What is expected
Please output the entries below from the line that contains "Spot the <item>fluorescent" through the final line, reproduced exactly and alone.

+++ Input material +++

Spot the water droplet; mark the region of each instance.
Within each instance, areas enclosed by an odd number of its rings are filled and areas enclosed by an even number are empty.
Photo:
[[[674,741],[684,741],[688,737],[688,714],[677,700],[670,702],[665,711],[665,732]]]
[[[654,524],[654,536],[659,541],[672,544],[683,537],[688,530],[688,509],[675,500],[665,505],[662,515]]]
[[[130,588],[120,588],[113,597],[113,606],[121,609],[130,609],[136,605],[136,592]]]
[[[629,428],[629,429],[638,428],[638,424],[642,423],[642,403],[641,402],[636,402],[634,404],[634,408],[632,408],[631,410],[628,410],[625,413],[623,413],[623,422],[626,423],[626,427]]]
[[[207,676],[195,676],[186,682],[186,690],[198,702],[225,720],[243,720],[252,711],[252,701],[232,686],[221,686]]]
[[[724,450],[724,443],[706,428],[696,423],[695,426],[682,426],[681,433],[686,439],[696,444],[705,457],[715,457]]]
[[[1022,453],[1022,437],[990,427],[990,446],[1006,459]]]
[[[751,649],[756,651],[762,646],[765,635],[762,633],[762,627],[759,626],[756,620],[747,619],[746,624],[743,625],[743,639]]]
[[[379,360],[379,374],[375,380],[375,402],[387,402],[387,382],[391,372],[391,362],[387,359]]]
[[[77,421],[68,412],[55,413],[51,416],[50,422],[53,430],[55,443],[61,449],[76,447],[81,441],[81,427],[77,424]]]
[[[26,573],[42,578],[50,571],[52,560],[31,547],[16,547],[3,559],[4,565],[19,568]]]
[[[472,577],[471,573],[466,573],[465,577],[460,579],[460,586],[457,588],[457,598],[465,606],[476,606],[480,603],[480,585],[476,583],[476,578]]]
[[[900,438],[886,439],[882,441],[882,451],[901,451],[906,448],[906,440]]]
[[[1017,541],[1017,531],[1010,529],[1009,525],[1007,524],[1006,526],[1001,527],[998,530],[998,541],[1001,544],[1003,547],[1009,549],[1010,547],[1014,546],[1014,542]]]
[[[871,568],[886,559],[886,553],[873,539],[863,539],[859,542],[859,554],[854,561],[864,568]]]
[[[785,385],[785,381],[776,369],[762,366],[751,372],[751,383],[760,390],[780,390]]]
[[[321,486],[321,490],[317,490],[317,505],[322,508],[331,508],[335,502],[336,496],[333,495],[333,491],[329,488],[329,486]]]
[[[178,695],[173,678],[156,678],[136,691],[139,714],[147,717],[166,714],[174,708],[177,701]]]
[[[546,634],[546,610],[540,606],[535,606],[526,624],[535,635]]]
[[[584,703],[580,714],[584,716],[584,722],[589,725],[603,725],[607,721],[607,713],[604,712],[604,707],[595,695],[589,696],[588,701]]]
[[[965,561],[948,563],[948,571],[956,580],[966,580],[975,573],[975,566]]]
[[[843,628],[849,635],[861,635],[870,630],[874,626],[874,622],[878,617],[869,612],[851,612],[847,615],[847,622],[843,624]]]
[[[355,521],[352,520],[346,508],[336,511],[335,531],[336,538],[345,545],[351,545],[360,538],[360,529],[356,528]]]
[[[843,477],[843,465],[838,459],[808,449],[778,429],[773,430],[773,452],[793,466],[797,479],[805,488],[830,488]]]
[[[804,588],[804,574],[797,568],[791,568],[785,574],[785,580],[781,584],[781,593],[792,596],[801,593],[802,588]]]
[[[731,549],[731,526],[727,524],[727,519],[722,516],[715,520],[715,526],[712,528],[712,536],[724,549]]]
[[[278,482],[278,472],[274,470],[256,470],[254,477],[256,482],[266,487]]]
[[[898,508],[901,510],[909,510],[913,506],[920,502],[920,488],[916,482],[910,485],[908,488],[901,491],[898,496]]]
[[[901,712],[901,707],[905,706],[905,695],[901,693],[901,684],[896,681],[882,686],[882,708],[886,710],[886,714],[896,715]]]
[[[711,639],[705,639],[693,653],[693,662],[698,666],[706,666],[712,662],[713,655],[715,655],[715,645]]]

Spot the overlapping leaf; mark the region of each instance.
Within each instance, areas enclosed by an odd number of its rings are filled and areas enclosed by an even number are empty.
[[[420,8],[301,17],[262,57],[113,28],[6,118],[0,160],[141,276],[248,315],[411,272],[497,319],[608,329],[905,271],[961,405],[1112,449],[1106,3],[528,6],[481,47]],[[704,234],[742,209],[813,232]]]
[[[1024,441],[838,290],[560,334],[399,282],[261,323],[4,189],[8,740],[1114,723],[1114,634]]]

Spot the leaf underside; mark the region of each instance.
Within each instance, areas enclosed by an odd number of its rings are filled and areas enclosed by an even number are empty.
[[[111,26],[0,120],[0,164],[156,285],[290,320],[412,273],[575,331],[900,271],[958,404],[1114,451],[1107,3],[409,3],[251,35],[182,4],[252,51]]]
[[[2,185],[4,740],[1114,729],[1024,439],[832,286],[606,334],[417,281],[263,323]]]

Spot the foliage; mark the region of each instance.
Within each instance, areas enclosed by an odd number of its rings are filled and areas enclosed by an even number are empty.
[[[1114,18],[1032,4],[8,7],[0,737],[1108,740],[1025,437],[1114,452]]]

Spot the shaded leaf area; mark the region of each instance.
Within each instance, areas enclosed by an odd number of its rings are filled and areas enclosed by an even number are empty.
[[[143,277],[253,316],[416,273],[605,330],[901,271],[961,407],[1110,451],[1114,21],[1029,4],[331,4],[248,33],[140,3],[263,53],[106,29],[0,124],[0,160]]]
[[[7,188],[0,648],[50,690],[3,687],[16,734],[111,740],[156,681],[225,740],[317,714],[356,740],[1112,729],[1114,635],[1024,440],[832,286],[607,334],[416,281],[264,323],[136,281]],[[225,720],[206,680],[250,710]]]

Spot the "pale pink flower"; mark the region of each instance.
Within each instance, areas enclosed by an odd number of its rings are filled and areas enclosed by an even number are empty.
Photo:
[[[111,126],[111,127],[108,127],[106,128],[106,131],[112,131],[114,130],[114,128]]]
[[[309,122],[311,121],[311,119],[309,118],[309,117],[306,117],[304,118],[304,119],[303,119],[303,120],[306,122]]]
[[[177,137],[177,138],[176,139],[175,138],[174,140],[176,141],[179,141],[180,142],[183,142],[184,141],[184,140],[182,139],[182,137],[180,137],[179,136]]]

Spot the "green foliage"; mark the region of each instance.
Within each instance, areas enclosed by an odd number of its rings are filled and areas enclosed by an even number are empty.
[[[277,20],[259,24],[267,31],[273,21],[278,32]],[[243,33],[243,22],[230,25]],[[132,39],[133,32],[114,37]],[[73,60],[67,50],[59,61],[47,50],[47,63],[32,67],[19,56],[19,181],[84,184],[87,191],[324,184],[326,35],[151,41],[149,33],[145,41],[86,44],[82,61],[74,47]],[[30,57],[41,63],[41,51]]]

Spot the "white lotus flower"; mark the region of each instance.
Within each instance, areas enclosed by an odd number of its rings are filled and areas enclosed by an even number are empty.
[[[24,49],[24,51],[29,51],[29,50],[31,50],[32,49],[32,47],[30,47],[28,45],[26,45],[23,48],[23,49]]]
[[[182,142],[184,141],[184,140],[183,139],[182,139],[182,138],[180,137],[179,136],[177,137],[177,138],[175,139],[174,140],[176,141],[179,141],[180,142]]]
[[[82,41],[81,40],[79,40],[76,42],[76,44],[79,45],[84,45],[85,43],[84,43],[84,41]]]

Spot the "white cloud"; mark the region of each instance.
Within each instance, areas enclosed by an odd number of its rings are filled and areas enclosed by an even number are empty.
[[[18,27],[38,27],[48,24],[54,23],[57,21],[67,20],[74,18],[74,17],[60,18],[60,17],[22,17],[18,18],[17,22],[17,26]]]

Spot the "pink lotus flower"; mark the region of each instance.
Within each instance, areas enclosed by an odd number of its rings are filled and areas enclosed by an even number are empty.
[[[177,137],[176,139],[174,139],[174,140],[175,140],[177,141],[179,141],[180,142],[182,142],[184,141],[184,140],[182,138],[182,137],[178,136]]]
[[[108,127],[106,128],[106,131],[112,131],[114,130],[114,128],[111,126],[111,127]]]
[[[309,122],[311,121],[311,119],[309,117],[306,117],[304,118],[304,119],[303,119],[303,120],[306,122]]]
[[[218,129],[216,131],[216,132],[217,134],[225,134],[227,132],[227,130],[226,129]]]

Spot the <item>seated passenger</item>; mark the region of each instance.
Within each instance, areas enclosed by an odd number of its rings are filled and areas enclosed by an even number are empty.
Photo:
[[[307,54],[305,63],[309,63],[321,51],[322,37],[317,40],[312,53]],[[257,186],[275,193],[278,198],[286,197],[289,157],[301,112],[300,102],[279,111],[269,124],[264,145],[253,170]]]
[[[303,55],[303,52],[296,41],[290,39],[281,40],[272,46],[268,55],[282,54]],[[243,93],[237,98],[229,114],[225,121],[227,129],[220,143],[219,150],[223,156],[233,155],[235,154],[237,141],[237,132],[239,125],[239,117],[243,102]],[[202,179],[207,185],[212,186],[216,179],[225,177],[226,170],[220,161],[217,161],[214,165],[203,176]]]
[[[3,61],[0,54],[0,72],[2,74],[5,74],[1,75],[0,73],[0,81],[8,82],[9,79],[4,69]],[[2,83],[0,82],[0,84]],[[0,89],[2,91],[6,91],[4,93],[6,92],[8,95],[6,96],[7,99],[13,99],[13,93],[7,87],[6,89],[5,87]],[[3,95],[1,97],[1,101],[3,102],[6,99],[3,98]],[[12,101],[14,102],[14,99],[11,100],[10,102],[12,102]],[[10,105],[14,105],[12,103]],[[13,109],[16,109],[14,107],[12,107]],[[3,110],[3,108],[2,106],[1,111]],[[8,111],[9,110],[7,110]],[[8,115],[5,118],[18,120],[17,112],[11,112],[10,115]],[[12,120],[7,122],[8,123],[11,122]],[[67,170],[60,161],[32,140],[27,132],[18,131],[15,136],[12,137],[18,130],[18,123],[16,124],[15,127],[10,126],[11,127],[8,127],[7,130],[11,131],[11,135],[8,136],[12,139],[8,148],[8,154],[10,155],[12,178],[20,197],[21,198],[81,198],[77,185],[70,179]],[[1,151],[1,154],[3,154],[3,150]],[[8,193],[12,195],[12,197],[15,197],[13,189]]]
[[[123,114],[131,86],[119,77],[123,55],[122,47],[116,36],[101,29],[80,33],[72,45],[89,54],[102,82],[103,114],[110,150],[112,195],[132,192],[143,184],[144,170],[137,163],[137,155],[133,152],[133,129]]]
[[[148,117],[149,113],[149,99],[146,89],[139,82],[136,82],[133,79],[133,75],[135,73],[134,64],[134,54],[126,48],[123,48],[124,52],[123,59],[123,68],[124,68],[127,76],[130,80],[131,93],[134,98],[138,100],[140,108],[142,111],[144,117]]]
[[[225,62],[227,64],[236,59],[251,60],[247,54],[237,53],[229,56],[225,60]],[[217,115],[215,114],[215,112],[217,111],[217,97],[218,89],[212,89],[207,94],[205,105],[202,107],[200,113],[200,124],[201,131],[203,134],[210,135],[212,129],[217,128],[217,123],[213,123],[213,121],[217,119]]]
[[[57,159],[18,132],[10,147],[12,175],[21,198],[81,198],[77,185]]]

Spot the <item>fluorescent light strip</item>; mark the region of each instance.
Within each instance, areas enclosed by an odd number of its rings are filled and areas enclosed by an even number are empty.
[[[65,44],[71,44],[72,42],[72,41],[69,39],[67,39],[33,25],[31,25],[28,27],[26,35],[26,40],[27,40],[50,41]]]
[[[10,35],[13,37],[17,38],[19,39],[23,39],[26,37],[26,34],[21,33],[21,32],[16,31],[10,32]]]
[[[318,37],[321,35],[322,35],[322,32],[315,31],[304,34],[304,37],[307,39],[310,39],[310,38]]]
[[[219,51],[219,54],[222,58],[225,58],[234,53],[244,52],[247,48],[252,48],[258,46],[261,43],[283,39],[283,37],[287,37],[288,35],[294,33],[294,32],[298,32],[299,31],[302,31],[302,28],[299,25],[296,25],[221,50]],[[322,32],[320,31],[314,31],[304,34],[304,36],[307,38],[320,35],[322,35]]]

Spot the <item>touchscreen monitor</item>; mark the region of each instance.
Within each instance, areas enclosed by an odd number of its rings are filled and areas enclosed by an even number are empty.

+++

Output below
Spot the <item>fluorescent light strip</item>; mark the region of each instance.
Within each instance, areas enclosed by an odd number of its rings are filled and areas enclosed by an even number are empty.
[[[65,44],[71,44],[72,42],[72,41],[69,39],[67,39],[33,25],[31,25],[28,27],[26,35],[26,40],[27,40],[50,41]]]
[[[10,35],[13,37],[17,38],[19,39],[23,39],[26,37],[26,34],[21,33],[21,32],[16,31],[10,32]]]
[[[318,37],[321,35],[322,35],[322,32],[315,31],[304,34],[304,37],[307,39],[310,39],[310,38]]]
[[[219,51],[219,54],[222,58],[225,58],[234,53],[244,52],[247,48],[252,48],[258,46],[261,43],[283,39],[283,37],[287,37],[288,35],[294,33],[294,32],[298,32],[299,31],[302,31],[302,28],[299,25],[296,25],[221,50]],[[322,32],[320,31],[314,31],[304,34],[304,36],[307,38],[320,35],[322,35]]]

Spot the <item>touchscreen monitor</item>; mark the region of each instance.
Within each instance, areas enclosed by an odd number of its rings are filled and areas enclosed by an even number are empty.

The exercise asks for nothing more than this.